### Stated exercise
Find each line below that contains the word "brown", and copy those lines.

### Information shown
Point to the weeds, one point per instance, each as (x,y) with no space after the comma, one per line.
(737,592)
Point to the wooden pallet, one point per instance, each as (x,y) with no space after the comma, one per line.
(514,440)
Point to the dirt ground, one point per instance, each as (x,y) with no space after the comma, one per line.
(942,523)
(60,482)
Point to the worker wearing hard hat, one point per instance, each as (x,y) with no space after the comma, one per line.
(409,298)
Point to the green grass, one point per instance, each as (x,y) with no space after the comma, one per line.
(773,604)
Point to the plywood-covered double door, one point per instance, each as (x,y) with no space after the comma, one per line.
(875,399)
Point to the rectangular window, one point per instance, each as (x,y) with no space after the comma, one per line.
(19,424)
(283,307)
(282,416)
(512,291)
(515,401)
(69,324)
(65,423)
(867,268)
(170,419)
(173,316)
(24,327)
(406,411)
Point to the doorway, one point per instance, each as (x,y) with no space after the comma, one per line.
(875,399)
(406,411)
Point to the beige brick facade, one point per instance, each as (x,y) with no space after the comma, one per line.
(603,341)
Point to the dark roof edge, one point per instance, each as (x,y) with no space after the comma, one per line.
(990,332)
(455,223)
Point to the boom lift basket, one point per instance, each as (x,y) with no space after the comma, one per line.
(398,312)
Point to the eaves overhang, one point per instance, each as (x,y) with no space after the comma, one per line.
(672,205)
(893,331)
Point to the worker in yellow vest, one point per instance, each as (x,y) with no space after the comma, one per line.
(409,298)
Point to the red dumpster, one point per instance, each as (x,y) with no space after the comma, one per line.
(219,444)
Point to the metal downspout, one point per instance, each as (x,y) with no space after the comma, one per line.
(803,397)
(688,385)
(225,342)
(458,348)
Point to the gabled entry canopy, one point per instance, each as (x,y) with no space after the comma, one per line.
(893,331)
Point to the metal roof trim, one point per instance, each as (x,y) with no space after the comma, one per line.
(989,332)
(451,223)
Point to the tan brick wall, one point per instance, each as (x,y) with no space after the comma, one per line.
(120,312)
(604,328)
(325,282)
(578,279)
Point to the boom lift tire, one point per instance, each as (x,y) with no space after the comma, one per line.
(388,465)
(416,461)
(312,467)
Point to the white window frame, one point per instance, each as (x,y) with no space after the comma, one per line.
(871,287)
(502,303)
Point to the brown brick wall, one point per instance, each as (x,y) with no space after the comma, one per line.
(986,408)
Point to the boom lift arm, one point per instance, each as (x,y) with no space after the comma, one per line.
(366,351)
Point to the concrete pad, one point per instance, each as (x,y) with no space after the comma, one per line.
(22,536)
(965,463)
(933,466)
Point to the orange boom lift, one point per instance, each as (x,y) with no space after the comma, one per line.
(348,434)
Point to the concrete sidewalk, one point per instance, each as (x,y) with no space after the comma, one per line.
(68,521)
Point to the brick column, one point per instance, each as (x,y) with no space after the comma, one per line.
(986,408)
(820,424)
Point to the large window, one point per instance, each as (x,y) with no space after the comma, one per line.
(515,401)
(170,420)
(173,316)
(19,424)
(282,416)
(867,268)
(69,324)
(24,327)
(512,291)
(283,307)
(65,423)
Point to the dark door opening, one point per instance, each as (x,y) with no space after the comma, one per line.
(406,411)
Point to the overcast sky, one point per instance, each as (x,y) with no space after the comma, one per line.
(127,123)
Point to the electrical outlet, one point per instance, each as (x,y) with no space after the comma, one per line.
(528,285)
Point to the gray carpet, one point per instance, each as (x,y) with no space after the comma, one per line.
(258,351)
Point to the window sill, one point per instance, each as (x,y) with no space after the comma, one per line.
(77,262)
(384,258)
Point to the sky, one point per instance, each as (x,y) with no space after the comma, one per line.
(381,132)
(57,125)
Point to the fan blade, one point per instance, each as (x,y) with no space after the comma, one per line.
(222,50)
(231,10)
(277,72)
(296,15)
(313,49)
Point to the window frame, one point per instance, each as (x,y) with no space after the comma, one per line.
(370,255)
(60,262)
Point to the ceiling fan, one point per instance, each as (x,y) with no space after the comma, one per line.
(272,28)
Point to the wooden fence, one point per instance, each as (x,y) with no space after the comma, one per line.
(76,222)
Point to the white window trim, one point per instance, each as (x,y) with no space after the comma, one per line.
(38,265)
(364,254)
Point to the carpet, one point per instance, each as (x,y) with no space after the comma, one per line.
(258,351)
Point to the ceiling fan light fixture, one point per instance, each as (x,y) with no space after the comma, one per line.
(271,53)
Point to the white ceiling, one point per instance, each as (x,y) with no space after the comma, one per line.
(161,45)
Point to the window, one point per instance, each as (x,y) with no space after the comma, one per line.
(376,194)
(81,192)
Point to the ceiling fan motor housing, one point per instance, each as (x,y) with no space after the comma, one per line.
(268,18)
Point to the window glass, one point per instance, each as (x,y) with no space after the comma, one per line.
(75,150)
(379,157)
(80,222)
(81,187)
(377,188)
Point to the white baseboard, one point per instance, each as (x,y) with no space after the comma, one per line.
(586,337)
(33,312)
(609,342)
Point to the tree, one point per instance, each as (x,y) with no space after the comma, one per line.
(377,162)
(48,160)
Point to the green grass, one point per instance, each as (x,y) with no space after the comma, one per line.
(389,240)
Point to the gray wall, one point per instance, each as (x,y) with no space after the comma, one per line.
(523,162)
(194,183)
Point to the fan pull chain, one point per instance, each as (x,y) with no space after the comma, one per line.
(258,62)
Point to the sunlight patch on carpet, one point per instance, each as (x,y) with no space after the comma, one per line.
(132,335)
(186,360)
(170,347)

==

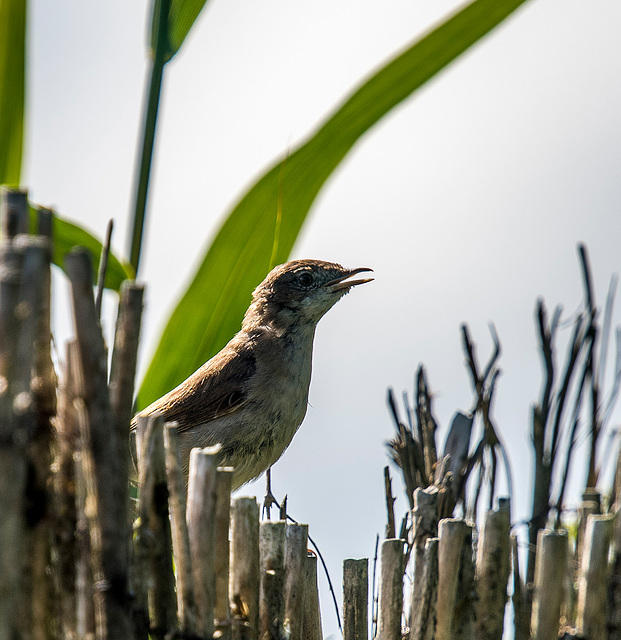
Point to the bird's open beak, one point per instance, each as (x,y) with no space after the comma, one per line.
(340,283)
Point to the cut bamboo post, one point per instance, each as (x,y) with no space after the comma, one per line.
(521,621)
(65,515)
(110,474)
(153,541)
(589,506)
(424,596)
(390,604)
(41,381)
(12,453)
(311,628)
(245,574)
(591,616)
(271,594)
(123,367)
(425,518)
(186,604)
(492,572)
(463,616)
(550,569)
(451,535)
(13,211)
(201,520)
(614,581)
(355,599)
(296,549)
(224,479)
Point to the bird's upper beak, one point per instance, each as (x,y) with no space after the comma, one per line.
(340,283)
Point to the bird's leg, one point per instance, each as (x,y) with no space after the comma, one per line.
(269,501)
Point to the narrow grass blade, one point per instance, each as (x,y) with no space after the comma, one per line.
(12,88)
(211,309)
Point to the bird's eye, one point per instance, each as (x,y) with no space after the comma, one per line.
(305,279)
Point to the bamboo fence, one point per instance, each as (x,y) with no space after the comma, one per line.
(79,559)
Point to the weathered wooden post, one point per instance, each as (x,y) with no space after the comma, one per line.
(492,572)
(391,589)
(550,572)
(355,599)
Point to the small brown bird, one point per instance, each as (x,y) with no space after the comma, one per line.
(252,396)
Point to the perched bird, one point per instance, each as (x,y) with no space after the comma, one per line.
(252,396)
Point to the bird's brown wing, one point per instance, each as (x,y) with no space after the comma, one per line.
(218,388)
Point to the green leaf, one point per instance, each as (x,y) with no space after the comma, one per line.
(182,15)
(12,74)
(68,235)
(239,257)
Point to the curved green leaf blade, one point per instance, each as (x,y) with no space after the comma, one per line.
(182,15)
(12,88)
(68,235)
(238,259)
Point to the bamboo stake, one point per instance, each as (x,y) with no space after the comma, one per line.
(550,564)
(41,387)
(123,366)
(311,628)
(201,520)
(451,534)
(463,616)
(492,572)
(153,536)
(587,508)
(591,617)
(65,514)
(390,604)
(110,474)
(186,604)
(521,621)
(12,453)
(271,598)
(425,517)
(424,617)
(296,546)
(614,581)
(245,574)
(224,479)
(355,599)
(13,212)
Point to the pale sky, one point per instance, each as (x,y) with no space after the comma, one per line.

### Exercise answer
Point to the brown brick wall, one point per instance, each as (x,y) with no space after the comma, one per line.
Point to the small brown bird, one point per instance, each as (x,y) with no space after the comma, one per line.
Point to the bird's brown wing, one point per instance, each as (x,y) with no space after the comma, one per line.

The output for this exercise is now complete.